Saved entries

※ ※ ※

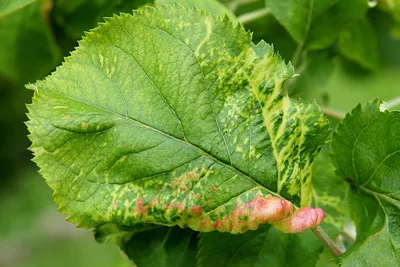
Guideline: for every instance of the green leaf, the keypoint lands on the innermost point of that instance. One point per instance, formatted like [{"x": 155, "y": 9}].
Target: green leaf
[
  {"x": 150, "y": 245},
  {"x": 391, "y": 6},
  {"x": 28, "y": 50},
  {"x": 9, "y": 6},
  {"x": 297, "y": 15},
  {"x": 173, "y": 117},
  {"x": 365, "y": 152},
  {"x": 325, "y": 29},
  {"x": 264, "y": 247},
  {"x": 76, "y": 17},
  {"x": 358, "y": 43},
  {"x": 211, "y": 6},
  {"x": 329, "y": 190}
]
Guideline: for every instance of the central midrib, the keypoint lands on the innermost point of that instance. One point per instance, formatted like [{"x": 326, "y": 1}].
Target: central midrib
[{"x": 200, "y": 150}]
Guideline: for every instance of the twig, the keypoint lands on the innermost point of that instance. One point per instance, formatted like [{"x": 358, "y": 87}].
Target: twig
[
  {"x": 336, "y": 251},
  {"x": 331, "y": 113},
  {"x": 254, "y": 15}
]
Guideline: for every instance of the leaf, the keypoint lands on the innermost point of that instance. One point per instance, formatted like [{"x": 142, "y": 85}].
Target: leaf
[
  {"x": 358, "y": 43},
  {"x": 296, "y": 16},
  {"x": 211, "y": 6},
  {"x": 325, "y": 29},
  {"x": 151, "y": 245},
  {"x": 365, "y": 152},
  {"x": 329, "y": 190},
  {"x": 391, "y": 6},
  {"x": 26, "y": 41},
  {"x": 316, "y": 23},
  {"x": 10, "y": 6},
  {"x": 264, "y": 247},
  {"x": 173, "y": 117},
  {"x": 76, "y": 17}
]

※ ※ ※

Work item
Could you write out the records again exactly, omitting each image?

Response to the task
Guideline: for every instance of the green leaf, the keypoint lands on the innermost point of that instance. One point per instance, formatted like [{"x": 155, "y": 9}].
Target: green leaf
[
  {"x": 150, "y": 245},
  {"x": 391, "y": 6},
  {"x": 28, "y": 50},
  {"x": 9, "y": 6},
  {"x": 297, "y": 15},
  {"x": 173, "y": 117},
  {"x": 365, "y": 152},
  {"x": 325, "y": 29},
  {"x": 264, "y": 247},
  {"x": 76, "y": 17},
  {"x": 358, "y": 43},
  {"x": 211, "y": 6},
  {"x": 329, "y": 190}
]
Guideline: for every instance of the central midrib, the keypoint lands on the innermost point of that instance. One point per instance, formatted like [{"x": 326, "y": 1}].
Target: central midrib
[{"x": 200, "y": 150}]
Guideline: for every instance of the twig, the keypoint lands on the innermost point of that instance. One point per instance, formatted like [{"x": 358, "y": 87}].
Target: twig
[
  {"x": 336, "y": 251},
  {"x": 331, "y": 113},
  {"x": 254, "y": 15}
]
Guideline: for every instance of the leaf, the keypoint lands on the innermost point of that instance. One point per instance, formatted like [{"x": 142, "y": 85}].
Target: leaf
[
  {"x": 358, "y": 43},
  {"x": 296, "y": 16},
  {"x": 211, "y": 6},
  {"x": 325, "y": 29},
  {"x": 151, "y": 245},
  {"x": 365, "y": 152},
  {"x": 329, "y": 190},
  {"x": 391, "y": 6},
  {"x": 26, "y": 41},
  {"x": 316, "y": 23},
  {"x": 10, "y": 6},
  {"x": 264, "y": 247},
  {"x": 173, "y": 117},
  {"x": 76, "y": 17}
]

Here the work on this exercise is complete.